Expanding upon the concept originally contained in the Initial Proposed Regulations and Revenue Ruling 2018-29, the 2019 Proposed Regulations make clear that land is not subject to the original use or the substantial improvement requirements, but the land must be used in the trade or business of the QOF to constitute QOZ business property. For this purpose, merely holding the land for investment does not constitute use in a trade or business. The 2019 Proposed Regulations also indicate that if a significant purpose for acquiring such unimproved land was to achieve a tax result that is inconsistent with the intent of the QOZ program, under the anti-abuse rule, the unimproved land will be treated as non-qualifying property. The 2019 Proposed Regulations do not otherwise dwell on anti-abuse matters—it is anticipated that such rules will be the subject of future proposed regulations.
- Leased Property: Prior to the 2019 Proposed Regulations, the treatment of leased property was unclear. While the “substantially all” test for QOZ business property under Code Section 1400Z-2(d)(3)(A)(i) refers to property that is owned or leased, the definition of QOZ business property in Code Section 1400Z-2(d)(2)(D) requires that such property be acquired by “purchase.” This drafting left open the question of whether tangible property that is leased by a QOZ business can be treated as QOZ business property or, alternatively, if a leasehold interest in such property should be treated as intangible property. In the 2019 Proposed Regulations, Treasury surmises that the benefits of the use of tangible property in a QOZ will not vary greatly depending on how the business acquires the right to use the property, and thus leased tangible property is not categorically excluded from qualification as QOZ business property. In order for leased property to qualify as QOZ business property, (1) it must be acquired under a lease entered into after December 31, 2017, (2) substantially all of the use of the leased property must be in a QOZ during substantially all of the period for which the business leases the property, and (3) the terms of the lease must be “market rate.” Further, we note that the leased property is not subject to the original use and/or substantial improvement requirements under Section 1400Z-2(d)(2)(D)(i)(II) and additional requirements apply to leases of property from a related person. We note that these rules are of particular importance with regard to investments in tribal lands designated as QOZ’s, as these lands are typically leased for development purposes by the tribal governments that occupy the Federal land in trust.

* _WORK TO DO_
1. In the passage on QOZ business property, why is leased tangible property not categorically excluded from qualifying? Answer in one to three sentences.
2. In the passage on QOZ business property, rewrite the part between "Expanding upon the" and "future proposed regulations.", inclusive, replacing "unimproved land" with "raw land".
The listing that follows comes from a different source than the passage.

* _DATASET CONTENT_
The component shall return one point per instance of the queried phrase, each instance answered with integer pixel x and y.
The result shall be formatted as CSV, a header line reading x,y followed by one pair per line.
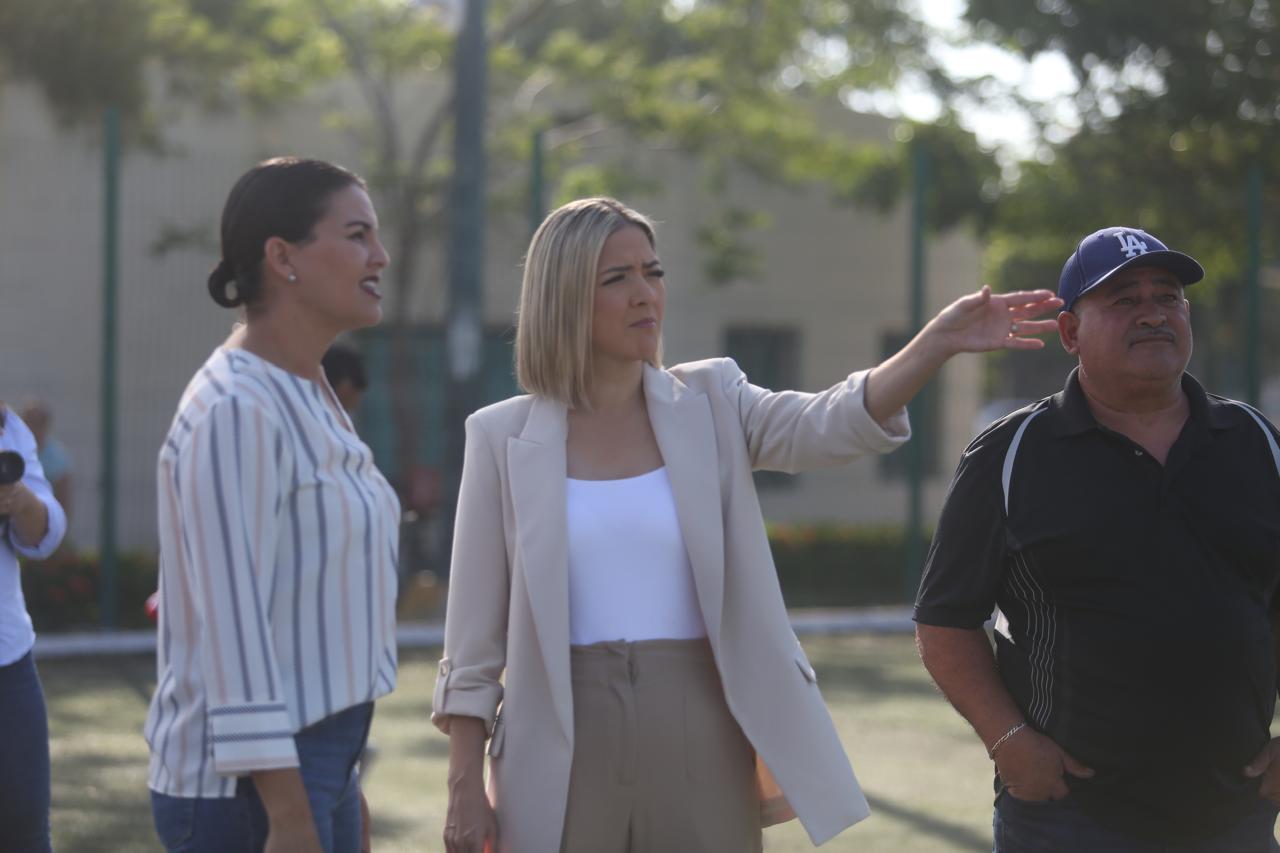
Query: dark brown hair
x,y
279,197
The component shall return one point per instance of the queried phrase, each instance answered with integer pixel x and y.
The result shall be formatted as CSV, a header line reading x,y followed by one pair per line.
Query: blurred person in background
x,y
53,455
31,525
615,625
278,538
344,370
1127,530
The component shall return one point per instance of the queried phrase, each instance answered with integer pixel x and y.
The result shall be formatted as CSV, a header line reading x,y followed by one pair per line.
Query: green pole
x,y
536,181
465,322
110,288
913,533
1253,299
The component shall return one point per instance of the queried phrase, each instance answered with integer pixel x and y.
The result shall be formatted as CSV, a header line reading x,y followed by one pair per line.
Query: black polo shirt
x,y
1133,600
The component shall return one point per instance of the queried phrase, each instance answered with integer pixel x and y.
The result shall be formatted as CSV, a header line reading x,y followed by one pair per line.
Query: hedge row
x,y
818,566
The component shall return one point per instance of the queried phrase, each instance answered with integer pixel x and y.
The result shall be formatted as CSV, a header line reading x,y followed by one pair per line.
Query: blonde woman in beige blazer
x,y
600,411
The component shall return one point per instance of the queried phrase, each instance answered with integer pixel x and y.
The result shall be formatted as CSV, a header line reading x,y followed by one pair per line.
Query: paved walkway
x,y
807,623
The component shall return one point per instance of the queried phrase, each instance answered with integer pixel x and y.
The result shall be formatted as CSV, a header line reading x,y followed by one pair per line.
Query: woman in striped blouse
x,y
278,538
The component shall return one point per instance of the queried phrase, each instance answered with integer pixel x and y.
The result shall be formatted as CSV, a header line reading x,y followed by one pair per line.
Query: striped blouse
x,y
278,547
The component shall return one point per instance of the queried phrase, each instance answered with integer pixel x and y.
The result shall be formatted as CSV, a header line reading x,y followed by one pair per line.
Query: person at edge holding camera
x,y
32,525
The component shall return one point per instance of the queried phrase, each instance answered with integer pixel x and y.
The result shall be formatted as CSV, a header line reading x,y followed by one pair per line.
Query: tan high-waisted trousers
x,y
659,763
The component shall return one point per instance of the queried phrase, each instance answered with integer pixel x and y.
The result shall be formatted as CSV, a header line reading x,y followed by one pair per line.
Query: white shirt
x,y
17,634
629,573
278,548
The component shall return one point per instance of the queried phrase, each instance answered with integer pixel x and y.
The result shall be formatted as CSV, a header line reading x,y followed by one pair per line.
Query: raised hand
x,y
984,320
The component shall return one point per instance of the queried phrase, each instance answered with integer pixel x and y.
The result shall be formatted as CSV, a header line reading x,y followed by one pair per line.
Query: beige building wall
x,y
836,274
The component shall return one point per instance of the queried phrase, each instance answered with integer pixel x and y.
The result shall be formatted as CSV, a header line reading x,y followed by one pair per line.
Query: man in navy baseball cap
x,y
1124,529
1110,250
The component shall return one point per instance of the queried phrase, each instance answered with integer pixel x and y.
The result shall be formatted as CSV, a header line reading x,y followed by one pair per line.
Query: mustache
x,y
1153,334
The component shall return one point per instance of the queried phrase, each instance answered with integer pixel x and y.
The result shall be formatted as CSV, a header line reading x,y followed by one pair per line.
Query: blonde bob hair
x,y
557,297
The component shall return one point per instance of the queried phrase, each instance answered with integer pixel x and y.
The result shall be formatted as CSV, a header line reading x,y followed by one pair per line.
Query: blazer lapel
x,y
536,466
686,436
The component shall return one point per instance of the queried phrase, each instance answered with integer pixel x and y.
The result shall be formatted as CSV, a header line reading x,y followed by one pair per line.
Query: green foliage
x,y
64,592
1178,100
831,565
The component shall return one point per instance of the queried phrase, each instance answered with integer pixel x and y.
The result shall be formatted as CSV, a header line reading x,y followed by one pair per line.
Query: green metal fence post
x,y
536,181
110,287
1253,284
915,447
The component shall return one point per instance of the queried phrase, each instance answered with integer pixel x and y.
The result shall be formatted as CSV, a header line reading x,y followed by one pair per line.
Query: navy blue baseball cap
x,y
1110,250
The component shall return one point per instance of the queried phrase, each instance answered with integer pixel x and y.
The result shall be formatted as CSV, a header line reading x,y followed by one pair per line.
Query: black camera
x,y
12,468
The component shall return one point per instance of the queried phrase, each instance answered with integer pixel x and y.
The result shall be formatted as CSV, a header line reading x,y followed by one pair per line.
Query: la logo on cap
x,y
1130,243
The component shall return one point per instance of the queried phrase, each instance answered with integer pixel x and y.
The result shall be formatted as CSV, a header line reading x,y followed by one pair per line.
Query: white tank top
x,y
629,573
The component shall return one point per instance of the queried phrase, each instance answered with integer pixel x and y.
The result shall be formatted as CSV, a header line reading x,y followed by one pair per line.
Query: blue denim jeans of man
x,y
1060,826
23,760
328,752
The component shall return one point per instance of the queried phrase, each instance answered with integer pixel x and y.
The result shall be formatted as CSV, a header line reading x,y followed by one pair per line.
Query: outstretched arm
x,y
977,323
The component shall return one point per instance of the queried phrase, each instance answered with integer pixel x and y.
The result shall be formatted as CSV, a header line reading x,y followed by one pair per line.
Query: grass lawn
x,y
924,772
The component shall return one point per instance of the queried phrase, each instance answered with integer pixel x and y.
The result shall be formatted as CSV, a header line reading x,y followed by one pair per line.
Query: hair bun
x,y
220,283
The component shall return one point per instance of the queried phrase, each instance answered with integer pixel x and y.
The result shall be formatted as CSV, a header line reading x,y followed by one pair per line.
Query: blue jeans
x,y
23,760
328,752
1061,826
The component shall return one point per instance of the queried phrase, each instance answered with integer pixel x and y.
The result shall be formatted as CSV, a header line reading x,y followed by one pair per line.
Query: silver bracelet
x,y
1001,739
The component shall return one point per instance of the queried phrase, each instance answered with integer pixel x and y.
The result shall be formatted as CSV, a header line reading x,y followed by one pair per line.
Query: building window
x,y
926,413
769,356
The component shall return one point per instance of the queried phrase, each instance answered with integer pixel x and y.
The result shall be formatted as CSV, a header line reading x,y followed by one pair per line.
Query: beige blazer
x,y
506,639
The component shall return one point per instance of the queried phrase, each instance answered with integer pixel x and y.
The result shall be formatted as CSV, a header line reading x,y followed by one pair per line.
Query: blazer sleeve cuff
x,y
464,692
880,437
251,737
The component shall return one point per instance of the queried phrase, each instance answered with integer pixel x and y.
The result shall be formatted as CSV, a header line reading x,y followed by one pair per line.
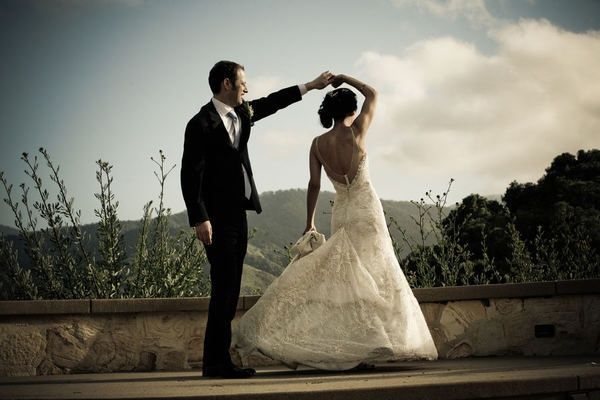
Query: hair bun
x,y
325,117
337,105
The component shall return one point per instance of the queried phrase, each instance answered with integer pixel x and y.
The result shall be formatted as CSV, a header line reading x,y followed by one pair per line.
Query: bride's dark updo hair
x,y
336,105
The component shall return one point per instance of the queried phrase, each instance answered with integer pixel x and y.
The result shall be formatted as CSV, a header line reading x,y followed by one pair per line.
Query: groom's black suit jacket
x,y
212,180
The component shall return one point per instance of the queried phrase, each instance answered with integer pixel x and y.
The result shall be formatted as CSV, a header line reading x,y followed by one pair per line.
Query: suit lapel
x,y
245,135
217,125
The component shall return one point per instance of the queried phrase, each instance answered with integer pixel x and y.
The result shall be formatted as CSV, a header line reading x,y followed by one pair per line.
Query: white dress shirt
x,y
235,129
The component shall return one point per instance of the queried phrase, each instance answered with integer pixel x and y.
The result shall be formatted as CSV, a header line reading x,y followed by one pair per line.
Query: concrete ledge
x,y
33,307
423,295
471,378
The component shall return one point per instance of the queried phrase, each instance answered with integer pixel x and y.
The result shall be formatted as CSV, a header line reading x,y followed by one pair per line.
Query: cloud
x,y
260,86
474,11
447,109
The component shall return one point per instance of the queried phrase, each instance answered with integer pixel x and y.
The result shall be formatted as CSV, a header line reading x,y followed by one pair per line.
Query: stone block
x,y
462,349
21,350
68,346
457,317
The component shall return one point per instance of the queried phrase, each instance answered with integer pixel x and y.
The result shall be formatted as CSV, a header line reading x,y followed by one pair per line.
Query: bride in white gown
x,y
347,302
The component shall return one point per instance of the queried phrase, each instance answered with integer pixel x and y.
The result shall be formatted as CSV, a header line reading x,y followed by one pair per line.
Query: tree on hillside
x,y
565,202
483,232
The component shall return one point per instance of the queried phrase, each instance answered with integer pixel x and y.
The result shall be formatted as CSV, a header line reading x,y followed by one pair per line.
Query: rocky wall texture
x,y
143,341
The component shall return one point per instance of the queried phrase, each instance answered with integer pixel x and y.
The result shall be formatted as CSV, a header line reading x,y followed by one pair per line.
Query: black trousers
x,y
226,257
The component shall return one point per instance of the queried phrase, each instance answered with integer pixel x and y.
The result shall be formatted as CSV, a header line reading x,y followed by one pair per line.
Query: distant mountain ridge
x,y
281,223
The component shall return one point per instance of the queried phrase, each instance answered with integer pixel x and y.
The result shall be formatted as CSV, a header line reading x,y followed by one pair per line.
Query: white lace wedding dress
x,y
346,302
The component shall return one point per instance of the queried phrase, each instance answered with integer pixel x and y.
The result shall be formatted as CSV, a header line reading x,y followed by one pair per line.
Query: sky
x,y
484,92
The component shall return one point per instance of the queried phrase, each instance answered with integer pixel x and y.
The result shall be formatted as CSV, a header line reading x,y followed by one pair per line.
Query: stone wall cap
x,y
423,295
36,307
100,306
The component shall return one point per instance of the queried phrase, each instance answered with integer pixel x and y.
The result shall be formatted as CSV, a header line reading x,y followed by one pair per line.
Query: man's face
x,y
237,92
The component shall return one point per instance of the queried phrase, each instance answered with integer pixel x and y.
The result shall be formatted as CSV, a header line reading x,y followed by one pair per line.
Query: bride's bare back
x,y
339,153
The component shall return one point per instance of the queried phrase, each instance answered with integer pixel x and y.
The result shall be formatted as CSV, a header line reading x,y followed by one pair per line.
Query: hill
x,y
280,224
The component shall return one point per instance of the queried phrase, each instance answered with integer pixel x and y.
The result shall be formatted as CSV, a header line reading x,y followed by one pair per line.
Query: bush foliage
x,y
62,263
547,230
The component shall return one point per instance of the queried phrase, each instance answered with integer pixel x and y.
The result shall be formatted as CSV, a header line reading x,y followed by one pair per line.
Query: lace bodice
x,y
346,302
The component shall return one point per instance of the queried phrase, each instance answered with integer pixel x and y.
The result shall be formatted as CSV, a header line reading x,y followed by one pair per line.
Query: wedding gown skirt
x,y
346,302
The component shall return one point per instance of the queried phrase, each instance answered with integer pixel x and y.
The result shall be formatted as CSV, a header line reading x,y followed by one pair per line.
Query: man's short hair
x,y
220,71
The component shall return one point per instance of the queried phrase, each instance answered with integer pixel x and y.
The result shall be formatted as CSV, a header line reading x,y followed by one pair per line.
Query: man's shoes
x,y
229,372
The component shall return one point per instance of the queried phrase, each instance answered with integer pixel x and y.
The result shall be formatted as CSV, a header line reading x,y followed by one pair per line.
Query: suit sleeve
x,y
193,165
266,106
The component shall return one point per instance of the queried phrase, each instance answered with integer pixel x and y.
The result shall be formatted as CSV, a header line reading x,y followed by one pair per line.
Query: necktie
x,y
233,135
235,140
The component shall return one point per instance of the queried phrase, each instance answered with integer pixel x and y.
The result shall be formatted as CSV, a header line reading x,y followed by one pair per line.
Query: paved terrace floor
x,y
574,378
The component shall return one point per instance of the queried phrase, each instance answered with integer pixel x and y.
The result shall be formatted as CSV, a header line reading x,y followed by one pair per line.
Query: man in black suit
x,y
218,188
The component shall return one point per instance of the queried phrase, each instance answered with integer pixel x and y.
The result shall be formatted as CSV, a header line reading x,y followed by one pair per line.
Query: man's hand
x,y
320,81
204,232
337,80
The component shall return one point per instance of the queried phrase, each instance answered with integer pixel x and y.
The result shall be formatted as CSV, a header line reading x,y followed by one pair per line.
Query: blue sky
x,y
485,92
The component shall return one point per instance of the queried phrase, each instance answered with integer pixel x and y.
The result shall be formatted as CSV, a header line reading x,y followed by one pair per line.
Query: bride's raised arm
x,y
362,122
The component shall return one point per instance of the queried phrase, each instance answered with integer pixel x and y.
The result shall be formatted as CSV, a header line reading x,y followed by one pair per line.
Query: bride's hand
x,y
320,81
337,80
309,228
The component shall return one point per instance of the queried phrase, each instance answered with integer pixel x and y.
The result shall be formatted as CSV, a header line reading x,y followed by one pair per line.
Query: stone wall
x,y
64,336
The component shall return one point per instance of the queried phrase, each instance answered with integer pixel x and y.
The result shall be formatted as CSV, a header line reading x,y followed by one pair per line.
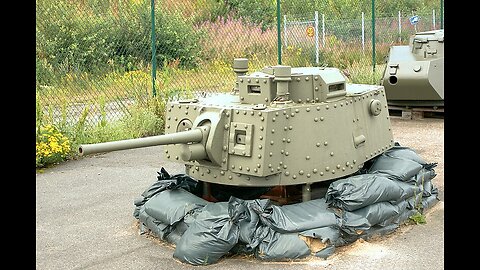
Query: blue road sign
x,y
414,19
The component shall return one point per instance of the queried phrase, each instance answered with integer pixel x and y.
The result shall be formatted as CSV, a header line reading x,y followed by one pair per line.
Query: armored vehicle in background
x,y
414,73
279,126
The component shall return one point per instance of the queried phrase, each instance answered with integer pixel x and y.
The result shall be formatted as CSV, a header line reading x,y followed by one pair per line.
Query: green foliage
x,y
96,38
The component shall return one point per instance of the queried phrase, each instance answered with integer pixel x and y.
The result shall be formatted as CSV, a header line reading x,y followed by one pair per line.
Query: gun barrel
x,y
194,135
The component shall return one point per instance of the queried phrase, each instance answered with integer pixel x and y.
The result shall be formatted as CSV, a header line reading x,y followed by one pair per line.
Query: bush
x,y
51,146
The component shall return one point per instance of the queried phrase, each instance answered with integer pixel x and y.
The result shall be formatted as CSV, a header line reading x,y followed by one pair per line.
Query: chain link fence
x,y
94,58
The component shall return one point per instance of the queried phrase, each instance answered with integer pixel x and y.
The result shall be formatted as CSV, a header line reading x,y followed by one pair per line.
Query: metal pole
x,y
154,58
363,32
323,30
399,27
373,34
441,14
279,43
316,38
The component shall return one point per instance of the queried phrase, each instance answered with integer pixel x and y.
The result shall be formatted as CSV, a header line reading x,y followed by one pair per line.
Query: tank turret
x,y
414,73
280,126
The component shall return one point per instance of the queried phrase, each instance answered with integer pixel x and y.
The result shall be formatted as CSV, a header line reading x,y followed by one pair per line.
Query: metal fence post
x,y
316,38
363,32
154,58
279,42
399,27
373,35
323,30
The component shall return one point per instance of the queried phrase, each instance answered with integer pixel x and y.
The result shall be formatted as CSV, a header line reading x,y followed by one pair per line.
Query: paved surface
x,y
84,216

* _ANSWERS_
1. Treasury surmises that the benefits of using tangible property in a QOZ will not vary greatly depending on how the business acquires the right to use the property. For that reason, leased tangible property is not categorically excluded from qualification as QOZ business property.

2.
Expanding upon the concept originally contained in the Initial Proposed Regulations and Revenue Ruling 2018-29, the 2019 Proposed Regulations make clear that land is not subject to the original use or the substantial improvement requirements, but the land must be used in the trade or business of the QOF to constitute QOZ business property. For this purpose, merely holding the land for investment does not constitute use in a trade or business. The 2019 Proposed Regulations also indicate that if a significant purpose for acquiring such raw land was to achieve a tax result that is inconsistent with the intent of the QOZ program, under the anti-abuse rule, the raw land will be treated as non-qualifying property. The 2019 Proposed Regulations do not otherwise dwell on anti-abuse matters—it is anticipated that such rules will be the subject of future proposed regulations.